[Extracts from a box-labeled dataset]
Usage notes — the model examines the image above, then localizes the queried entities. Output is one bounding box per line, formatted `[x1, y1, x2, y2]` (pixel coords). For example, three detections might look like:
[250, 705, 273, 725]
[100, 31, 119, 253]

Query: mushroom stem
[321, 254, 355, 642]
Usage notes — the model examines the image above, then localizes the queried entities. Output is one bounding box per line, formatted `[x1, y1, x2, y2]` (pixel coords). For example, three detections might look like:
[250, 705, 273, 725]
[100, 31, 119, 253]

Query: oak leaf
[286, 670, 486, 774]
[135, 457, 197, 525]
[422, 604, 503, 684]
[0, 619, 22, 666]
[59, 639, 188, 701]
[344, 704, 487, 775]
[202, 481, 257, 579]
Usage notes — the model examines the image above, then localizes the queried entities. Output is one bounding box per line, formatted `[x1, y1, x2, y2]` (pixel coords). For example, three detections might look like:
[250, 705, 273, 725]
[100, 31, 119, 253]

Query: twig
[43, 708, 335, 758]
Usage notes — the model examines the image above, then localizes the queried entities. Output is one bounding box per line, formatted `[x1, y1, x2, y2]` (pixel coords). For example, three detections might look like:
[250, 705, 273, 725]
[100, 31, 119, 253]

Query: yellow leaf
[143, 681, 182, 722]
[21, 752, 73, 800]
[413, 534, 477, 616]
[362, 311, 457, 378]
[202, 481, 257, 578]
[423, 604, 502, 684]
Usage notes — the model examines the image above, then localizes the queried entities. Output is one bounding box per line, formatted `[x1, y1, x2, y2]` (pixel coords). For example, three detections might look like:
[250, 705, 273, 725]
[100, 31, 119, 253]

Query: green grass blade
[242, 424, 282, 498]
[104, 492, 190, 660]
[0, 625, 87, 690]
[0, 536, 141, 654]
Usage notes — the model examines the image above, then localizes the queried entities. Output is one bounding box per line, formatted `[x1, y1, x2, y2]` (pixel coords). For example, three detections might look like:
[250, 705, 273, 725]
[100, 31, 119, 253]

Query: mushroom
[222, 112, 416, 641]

◆ EXERCISE TASK: Count the lines in the entries above that contain the string "Query". Reply with the number only.

◆ RESPONSE BELOW: 6